* START *

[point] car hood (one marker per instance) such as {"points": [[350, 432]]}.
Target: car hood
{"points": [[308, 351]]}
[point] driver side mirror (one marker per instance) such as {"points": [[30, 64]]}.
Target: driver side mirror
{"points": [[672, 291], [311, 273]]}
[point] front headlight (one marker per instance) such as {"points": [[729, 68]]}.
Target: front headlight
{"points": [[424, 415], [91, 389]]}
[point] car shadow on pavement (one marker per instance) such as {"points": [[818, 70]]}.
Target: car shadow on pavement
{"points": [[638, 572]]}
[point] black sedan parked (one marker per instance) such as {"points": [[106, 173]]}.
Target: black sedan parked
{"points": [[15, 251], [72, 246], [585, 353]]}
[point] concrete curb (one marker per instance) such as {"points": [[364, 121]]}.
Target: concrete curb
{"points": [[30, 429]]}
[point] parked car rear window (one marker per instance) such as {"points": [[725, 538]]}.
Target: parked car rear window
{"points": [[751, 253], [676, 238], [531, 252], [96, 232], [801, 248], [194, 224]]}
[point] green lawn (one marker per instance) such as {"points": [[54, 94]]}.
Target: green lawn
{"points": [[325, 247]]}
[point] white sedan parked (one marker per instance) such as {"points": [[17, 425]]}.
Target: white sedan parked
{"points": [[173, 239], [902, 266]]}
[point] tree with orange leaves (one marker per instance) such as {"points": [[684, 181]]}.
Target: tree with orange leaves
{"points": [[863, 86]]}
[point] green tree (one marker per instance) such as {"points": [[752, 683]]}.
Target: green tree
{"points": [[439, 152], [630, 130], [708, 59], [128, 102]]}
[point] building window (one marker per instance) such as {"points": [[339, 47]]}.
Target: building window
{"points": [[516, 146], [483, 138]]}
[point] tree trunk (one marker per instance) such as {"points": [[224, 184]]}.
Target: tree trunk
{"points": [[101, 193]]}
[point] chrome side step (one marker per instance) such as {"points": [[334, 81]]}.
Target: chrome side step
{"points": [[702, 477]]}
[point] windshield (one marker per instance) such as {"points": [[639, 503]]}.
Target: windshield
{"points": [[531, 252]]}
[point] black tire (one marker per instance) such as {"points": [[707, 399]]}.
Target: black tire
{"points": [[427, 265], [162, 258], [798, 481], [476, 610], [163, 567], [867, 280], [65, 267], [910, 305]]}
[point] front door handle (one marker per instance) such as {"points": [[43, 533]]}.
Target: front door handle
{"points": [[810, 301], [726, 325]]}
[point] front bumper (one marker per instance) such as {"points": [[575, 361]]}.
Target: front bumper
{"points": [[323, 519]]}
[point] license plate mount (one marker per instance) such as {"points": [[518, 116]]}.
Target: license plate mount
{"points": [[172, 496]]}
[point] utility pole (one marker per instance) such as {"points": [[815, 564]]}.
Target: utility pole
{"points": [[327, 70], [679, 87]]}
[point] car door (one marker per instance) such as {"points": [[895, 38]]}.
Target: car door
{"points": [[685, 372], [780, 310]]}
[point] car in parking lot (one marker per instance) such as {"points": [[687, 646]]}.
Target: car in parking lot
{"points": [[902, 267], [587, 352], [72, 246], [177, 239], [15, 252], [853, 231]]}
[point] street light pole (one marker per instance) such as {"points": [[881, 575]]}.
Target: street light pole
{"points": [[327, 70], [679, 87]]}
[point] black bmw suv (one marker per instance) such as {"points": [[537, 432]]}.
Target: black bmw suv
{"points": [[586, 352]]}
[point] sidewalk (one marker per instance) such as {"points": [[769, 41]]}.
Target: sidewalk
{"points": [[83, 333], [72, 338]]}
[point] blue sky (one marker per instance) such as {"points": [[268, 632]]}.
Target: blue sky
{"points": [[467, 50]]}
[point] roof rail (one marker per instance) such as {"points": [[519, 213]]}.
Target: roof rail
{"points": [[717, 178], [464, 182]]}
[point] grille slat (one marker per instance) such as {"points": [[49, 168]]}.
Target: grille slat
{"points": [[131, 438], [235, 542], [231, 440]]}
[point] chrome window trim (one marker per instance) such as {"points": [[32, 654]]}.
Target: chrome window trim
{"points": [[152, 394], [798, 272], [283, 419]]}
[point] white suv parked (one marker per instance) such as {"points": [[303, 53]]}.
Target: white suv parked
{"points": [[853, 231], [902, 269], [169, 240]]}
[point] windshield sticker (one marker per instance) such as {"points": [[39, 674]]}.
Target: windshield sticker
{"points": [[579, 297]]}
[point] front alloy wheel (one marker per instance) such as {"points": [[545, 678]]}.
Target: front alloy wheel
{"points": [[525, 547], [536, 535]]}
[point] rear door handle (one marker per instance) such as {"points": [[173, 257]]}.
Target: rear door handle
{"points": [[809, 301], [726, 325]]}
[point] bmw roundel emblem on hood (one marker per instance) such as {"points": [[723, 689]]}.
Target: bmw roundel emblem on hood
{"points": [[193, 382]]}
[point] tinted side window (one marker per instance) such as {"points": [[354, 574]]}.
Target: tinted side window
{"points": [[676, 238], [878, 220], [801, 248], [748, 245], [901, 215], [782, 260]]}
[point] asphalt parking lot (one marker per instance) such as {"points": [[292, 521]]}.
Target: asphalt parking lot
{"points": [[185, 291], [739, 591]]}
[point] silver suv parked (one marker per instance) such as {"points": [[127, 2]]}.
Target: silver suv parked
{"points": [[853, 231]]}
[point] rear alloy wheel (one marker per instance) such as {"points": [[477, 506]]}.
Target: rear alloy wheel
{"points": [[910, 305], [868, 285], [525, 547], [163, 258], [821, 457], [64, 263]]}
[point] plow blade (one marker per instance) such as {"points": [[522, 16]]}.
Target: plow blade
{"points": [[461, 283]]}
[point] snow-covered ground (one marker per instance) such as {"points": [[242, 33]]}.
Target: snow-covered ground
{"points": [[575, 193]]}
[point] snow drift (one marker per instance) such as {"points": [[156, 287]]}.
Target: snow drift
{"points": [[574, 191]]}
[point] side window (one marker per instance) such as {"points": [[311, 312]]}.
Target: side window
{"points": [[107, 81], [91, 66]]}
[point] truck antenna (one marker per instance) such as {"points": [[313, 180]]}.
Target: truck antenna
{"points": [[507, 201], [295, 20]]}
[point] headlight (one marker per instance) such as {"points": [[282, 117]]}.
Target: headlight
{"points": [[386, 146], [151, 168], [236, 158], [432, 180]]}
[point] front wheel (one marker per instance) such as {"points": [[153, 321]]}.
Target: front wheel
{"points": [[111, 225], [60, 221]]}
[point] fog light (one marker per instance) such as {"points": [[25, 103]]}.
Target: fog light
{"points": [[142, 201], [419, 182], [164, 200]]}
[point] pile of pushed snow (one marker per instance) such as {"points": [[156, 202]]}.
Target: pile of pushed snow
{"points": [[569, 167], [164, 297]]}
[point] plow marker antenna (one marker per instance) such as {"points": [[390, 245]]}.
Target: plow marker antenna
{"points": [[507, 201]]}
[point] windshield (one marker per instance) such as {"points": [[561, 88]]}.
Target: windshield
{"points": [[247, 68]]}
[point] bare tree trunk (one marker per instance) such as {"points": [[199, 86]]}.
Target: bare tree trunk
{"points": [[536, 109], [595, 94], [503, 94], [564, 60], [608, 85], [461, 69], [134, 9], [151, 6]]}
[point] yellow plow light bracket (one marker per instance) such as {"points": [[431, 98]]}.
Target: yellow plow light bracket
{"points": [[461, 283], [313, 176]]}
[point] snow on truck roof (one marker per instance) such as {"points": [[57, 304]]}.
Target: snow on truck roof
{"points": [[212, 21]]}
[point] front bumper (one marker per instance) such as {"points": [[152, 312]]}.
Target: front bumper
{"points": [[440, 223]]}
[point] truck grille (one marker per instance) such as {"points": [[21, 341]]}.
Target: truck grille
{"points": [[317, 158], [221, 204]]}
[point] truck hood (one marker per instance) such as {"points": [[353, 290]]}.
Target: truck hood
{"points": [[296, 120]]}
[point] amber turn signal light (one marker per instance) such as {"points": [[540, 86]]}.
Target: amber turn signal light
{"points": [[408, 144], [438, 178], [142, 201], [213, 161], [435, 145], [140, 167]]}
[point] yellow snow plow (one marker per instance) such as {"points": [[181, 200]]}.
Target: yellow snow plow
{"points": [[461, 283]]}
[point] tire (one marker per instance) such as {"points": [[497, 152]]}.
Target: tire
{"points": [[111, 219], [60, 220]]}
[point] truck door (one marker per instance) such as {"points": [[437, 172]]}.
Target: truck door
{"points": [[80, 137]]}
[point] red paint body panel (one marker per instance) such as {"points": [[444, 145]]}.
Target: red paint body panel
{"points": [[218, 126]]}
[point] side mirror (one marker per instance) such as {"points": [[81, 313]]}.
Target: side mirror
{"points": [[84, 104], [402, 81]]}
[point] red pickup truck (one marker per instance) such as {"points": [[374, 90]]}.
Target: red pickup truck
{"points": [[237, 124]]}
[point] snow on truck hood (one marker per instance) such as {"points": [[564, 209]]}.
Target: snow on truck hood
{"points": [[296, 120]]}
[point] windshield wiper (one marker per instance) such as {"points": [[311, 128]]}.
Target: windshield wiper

* END *

▸ **Your instructions**: Repeat, without change, each line of the data above from the one that contains "[point] truck door" through the final line, counting both.

▸ **Task output**:
[point] truck door (one marker per instance) such as {"points": [[437, 172]]}.
Target: truck door
{"points": [[80, 137]]}
[point] red paint body panel (one marker per instance) such as {"points": [[444, 145]]}.
Target: red paint body panel
{"points": [[218, 126]]}
[point] side mirror (one marker per instance) such as {"points": [[81, 313]]}.
Target: side mirror
{"points": [[84, 104], [402, 81]]}
[point] red pickup truck (one marker per instance) such as {"points": [[374, 90]]}.
Target: red pickup truck
{"points": [[237, 124]]}
[point] snow on truck hood (one marker per instance) such as {"points": [[564, 209]]}.
Target: snow on truck hood
{"points": [[296, 120]]}
[point] windshield wiper (one marker per instance) such as {"points": [[311, 128]]}.
Target: windshield wiper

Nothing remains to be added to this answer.